**WORK TO BE COMPLETED**
Reproduce the entries below, please. Keep every character the same.

RECORDED DATA below:

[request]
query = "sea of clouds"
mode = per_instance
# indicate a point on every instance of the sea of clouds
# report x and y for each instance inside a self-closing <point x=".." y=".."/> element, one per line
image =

End of RECORDED DATA.

**ANSWER**
[request]
query = "sea of clouds"
mode = per_instance
# indicate a point on every instance of the sea of clouds
# report x and y for each instance inside a self-closing <point x=".." y=".."/> element, one per line
image =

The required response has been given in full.